→ **Document passage**

That's not good. For the sake of users who are not always connected to
the internet, I'd strongly prefer for the Guix boot process of a desktop
system to *not* be blocked for 30 seconds when there's no active
internet connection.

How about leaving "networking" as it is now, and instead adding a new
service called "network-online" or similar, that requires "networking"
and then waits until a network connection is established?

What do you think?

Mark
R
R
raid5atemyhomework wrote on 19 Mar 2021 17:03
(name . Mark H Weaver)(address . mhw@netris.org)(name . 47253@debbugs.gnu.org)(address . 47253@debbugs.gnu.org)
Qw8LEYPetewimqDmATAmRMsL3NFdSqxQjyMwq6bvH9WEeAeLGcRFwDb5dZ6gGXHECMhFV6NcTkrRu9K_ZS5TgX8zIFr29swilZct5lOGVaw=@protonmail.com
Hello Mark,

Toggle quote (15 lines)
> > Of course, the big problem is that Shepherd is single-threadded and
> > `nm-online` will block all other bootup.
>
> That's not good. For the sake of users who are not always connected to
> the internet, I'd strongly prefer for the Guix boot process of a desktop
> system to not be blocked for 30 seconds when there's no active
> internet connection.

→ **Written problem 1**
In the entries, switch "asphalt" to "concrete" in the lines starting with the line containing "Each instance of the car" and going on through the line containing "pixel 513 532". Leave everything else unchanged, and give only those lines.

→ **Records to use**
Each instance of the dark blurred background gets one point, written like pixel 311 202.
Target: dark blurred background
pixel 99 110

==

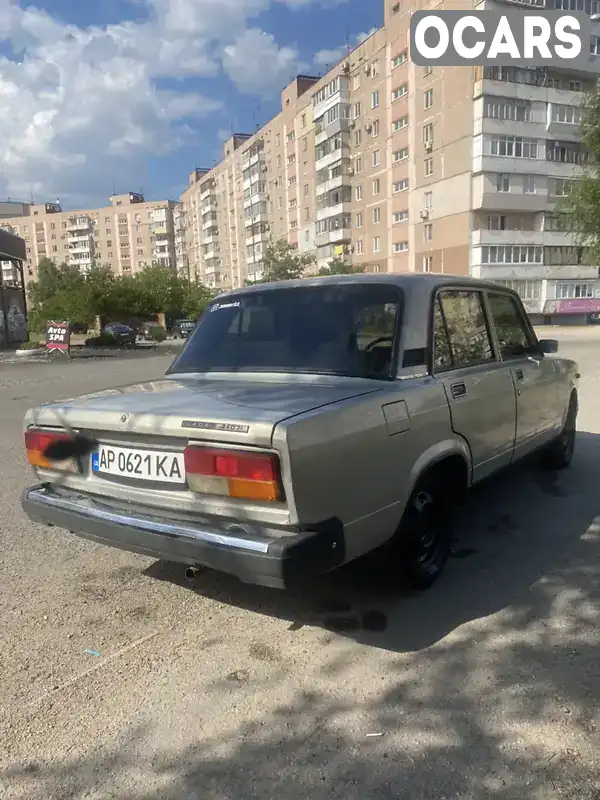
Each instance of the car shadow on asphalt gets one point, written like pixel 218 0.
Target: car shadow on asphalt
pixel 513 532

→ **Written problem 2**
From the message about the Guix boot process, copy word for word the part starting with "What do you" and going on through "all other bootup.".

→ **Output 1**
Each instance of the car shadow on concrete gets one point, written like pixel 218 0.
Target: car shadow on concrete
pixel 513 532

→ **Output 2**
What do you think?

Mark
R
R
raid5atemyhomework wrote on 19 Mar 2021 17:03
(name . Mark H Weaver)(address . mhw@netris.org)(name . 47253@debbugs.gnu.org)(address . 47253@debbugs.gnu.org)
Qw8LEYPetewimqDmATAmRMsL3NFdSqxQjyMwq6bvH9WEeAeLGcRFwDb5dZ6gGXHECMhFV6NcTkrRu9K_ZS5TgX8zIFr29swilZct5lOGVaw=@protonmail.com
Hello Mark,

Toggle quote (15 lines)
> > Of course, the big problem is that Shepherd is single-threadded and
> > `nm-online` will block all other bootup.